**Set exercise:** Continue the Manual S equipment-sizing text from the point where it stops.

**Supplied passage:**
──────────

Building Code: ACCA Manual S

     A seldom practiced design procedure, equipment selection, has been part of the International Residential Code for many years, and local MA/RI code at least since 2010.  This critical step is the second part of residential system design, following a Manual J load calculation and prior to the Manual D duct design.  I think confusion around the dated manual has contributed to lack of use and enforcement.  Whether you are installing an air-conditioner, heat pump, furnace, or boiler, there is a definite maximum over sizing that is allowed under the code, based on ACCA Manual S.
     If installing a furnace or boiler, you are allowed to oversize the equipment by 40% above the Manual J heat loss of the home.  This is based on the net or output BTU/hr of the equipment.  Of course, significantly over sizing equipment can lead to many mechanical and comfort issues, but a system could be oversized by 100% and not have it affect the AFUE!
     When installing a heat pump, you can oversize the equipment by a max of 25% above the Manual J Heat Gain of the building.  Under no circumstances are you allowed to size to the heating load, based on International and Local building codes.  This means you will need supplemental heat to make up the difference between the heating output of the heat pump and the heat loss of the home at your design temperatures.
  For A/C systems, some math is required.  I could not hold your attention long enough in a blog to explain the how - we have a tough enough time during class, those who have attended can attest!  Basically, you cannot oversize your A/C by more than 15% above the heat gain of the home.  You will notice that they gave you some room for heat pumps to gain that extra output in heating.  The problems with oversized equipment is only compounding as our ducts and homes get tighter with the new code.  When we (not sure who "we" are) were ok with throwing energy into the attic, that oversized system worked - it blew cold air.  But let me ask you this: Was it efficient cold air?

──────────

**Record excerpts:**
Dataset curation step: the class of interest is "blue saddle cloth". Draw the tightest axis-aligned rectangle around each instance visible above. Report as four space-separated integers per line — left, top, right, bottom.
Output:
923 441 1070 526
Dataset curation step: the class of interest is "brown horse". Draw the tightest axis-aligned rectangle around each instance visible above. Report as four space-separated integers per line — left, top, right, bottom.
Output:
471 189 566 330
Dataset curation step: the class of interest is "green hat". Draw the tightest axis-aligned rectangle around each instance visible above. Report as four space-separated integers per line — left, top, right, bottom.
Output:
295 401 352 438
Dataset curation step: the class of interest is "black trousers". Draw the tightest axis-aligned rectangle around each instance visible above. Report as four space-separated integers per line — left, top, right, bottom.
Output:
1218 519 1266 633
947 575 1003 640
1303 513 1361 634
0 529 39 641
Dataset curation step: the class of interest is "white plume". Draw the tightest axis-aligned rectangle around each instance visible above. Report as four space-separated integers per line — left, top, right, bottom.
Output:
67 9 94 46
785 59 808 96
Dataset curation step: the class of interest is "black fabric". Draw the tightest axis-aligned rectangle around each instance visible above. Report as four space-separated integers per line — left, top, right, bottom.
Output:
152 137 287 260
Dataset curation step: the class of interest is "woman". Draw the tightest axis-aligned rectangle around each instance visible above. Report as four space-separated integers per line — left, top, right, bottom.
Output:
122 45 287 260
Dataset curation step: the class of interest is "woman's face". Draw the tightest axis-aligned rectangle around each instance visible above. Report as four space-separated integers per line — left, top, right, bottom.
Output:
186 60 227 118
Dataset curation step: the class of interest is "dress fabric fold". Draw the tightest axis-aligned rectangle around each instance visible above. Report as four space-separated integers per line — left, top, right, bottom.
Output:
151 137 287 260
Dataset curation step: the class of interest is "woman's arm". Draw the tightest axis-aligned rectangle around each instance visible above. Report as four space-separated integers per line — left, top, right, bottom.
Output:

──────────

**Task response:**
  Since this Manual S was last updated in 1995, it does not limit how to select variable speed equipment, interpretation treating them and conventional as one and the same.  A two-stage or multi-stage condenser is not what I mean here - there is a big difference with Variable Refrigerant Flow (VRF).  Since the turndown ratio is so large with the updated ductless heat pumps, I would install a ductless system in my own home sized to the heating load knowing that the capacity will ramp down in the summer = I can still feel comfortable.  Carrier, Bryant, and Whirlpool all have conventional split systems with this VRF technology.  So, just because the code (Manual S) is outdated, should the homeowner suffer?  Why does it seem like our industry is already ahead of the code the day it is adopted, and still not enforced?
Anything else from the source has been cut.